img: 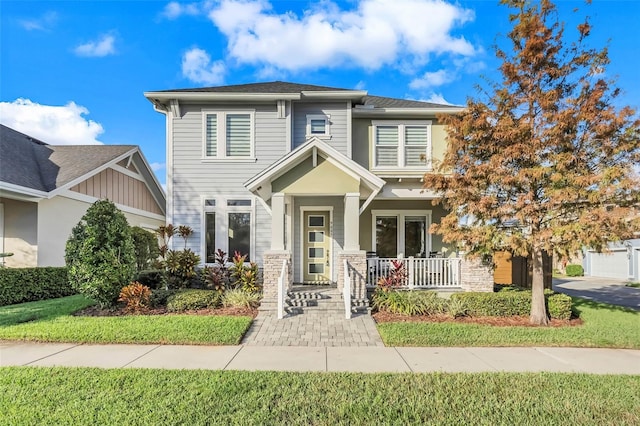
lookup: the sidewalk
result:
[0,342,640,375]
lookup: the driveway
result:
[553,277,640,311]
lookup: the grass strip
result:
[0,367,640,425]
[378,298,640,349]
[0,296,252,345]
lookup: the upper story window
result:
[202,111,254,158]
[306,114,331,137]
[373,121,431,169]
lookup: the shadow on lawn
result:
[572,296,640,316]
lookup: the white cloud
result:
[205,0,475,71]
[161,1,201,19]
[0,98,104,145]
[409,70,456,89]
[421,93,455,105]
[74,34,116,57]
[149,163,167,172]
[182,47,226,85]
[18,12,58,31]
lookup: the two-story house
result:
[145,81,492,312]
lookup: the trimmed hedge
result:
[451,290,572,319]
[167,289,221,312]
[565,264,584,277]
[0,267,76,306]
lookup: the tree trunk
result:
[529,248,549,325]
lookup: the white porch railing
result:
[367,257,462,288]
[278,260,288,319]
[342,259,351,319]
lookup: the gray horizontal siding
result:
[172,104,287,262]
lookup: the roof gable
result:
[0,125,166,215]
[244,136,385,204]
[159,81,350,93]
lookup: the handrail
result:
[278,260,287,319]
[367,257,462,289]
[342,259,351,319]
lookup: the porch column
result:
[344,192,360,251]
[271,192,284,251]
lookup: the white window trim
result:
[371,210,432,257]
[371,120,433,171]
[306,114,331,139]
[200,195,256,265]
[202,109,256,162]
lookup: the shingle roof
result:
[364,95,459,108]
[153,81,458,108]
[0,125,136,192]
[158,81,350,93]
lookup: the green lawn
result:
[0,367,640,425]
[378,298,640,349]
[0,296,252,345]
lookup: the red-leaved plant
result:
[378,259,409,291]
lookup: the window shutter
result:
[227,114,251,157]
[206,114,218,157]
[404,126,428,166]
[376,126,398,167]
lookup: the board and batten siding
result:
[71,168,164,216]
[292,102,349,156]
[169,103,288,263]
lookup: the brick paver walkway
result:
[242,311,384,346]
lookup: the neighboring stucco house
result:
[0,125,166,267]
[145,81,493,312]
[582,238,640,281]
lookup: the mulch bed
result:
[73,306,258,318]
[373,312,582,327]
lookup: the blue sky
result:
[0,0,640,183]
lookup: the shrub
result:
[149,288,176,308]
[131,226,160,271]
[373,289,446,315]
[118,282,151,313]
[0,267,76,306]
[565,264,584,277]
[65,200,136,308]
[167,289,220,312]
[451,290,571,319]
[135,269,166,289]
[447,299,467,318]
[547,293,573,320]
[164,249,200,288]
[231,251,259,293]
[222,288,262,308]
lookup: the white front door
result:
[302,210,332,284]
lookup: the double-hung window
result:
[373,121,431,170]
[203,197,255,263]
[372,210,431,258]
[307,114,331,137]
[202,110,255,159]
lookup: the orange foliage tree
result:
[425,0,640,325]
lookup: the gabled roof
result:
[0,124,137,192]
[0,124,165,213]
[144,81,462,116]
[159,81,356,93]
[244,136,385,210]
[363,95,460,109]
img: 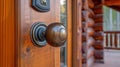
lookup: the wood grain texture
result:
[72,0,82,67]
[103,0,120,6]
[67,0,74,67]
[16,0,72,67]
[0,0,15,67]
[17,0,60,67]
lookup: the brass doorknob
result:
[31,22,67,47]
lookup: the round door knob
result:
[31,22,67,47]
[45,23,67,46]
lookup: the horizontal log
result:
[94,50,104,59]
[93,32,103,40]
[93,0,103,6]
[86,27,95,36]
[87,47,94,59]
[93,5,103,14]
[86,18,95,27]
[88,0,95,8]
[93,23,103,32]
[94,14,103,23]
[82,33,87,42]
[103,0,120,6]
[93,40,104,50]
[82,9,95,19]
[82,54,86,63]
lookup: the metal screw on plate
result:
[41,0,47,6]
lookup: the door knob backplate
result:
[30,22,67,47]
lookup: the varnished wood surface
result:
[0,0,15,67]
[17,0,72,67]
[103,0,120,6]
[72,0,82,67]
[17,0,60,67]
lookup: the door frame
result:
[0,0,82,67]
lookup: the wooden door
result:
[16,0,72,67]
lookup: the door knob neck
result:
[31,22,67,47]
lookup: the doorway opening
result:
[93,6,120,67]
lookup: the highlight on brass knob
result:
[30,22,67,47]
[45,23,67,46]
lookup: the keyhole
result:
[41,0,47,6]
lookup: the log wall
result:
[93,0,104,63]
[82,0,104,67]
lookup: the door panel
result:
[16,0,72,67]
[19,0,60,67]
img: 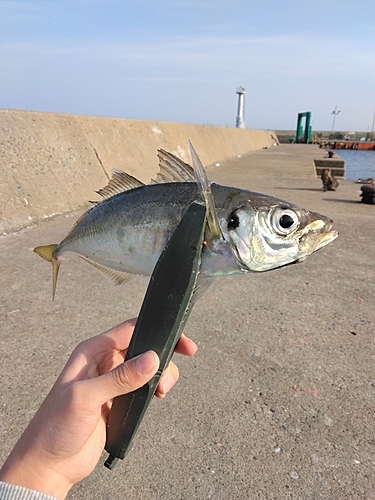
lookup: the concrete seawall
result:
[0,110,276,233]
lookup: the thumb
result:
[90,351,159,404]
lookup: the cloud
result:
[0,29,375,129]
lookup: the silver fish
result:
[34,144,338,296]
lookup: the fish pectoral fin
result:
[79,255,134,286]
[151,149,196,184]
[96,168,144,200]
[189,141,224,240]
[191,275,215,305]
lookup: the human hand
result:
[0,319,197,498]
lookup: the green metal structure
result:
[296,111,311,144]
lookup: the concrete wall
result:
[0,110,275,234]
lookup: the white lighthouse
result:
[236,87,246,128]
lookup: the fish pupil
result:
[228,212,240,230]
[279,214,294,229]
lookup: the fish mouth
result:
[314,231,339,252]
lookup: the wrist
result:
[0,449,73,500]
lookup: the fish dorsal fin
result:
[152,149,196,184]
[79,255,135,285]
[96,168,144,200]
[189,141,223,239]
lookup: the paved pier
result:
[0,145,375,500]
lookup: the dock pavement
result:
[0,145,375,500]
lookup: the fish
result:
[34,143,338,298]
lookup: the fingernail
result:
[135,351,156,375]
[160,375,174,394]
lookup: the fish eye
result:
[227,212,240,231]
[271,207,299,235]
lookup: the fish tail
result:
[34,244,60,300]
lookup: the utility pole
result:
[236,87,246,128]
[332,104,341,134]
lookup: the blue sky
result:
[0,0,375,131]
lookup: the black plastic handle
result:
[104,202,206,469]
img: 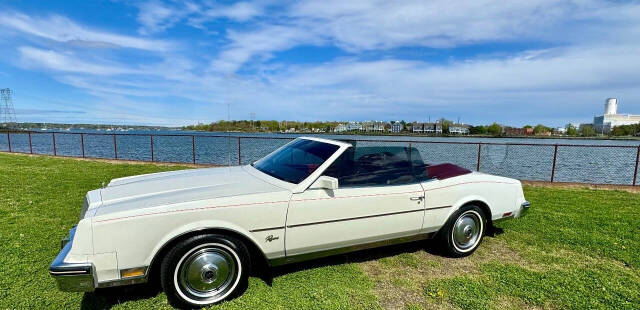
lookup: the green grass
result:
[0,153,640,309]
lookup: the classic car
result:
[49,137,529,307]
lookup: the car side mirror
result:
[309,175,338,190]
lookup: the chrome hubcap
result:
[179,247,237,298]
[452,211,482,251]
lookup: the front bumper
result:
[49,227,96,292]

• [Given exercise]: Copy the data from the line containing "lookup: the grass strip" through the line containing "[572,296,640,316]", putting "second-floor window" in place of "upper story window" and leaving everything else unchanged.

• [Problem solution]:
lookup: the grass strip
result:
[0,367,640,425]
[378,298,640,349]
[0,296,252,345]
lookup: the second-floor window
result:
[202,111,254,158]
[306,114,331,137]
[373,121,431,169]
lookup: the shadow on lawn
result:
[572,296,640,316]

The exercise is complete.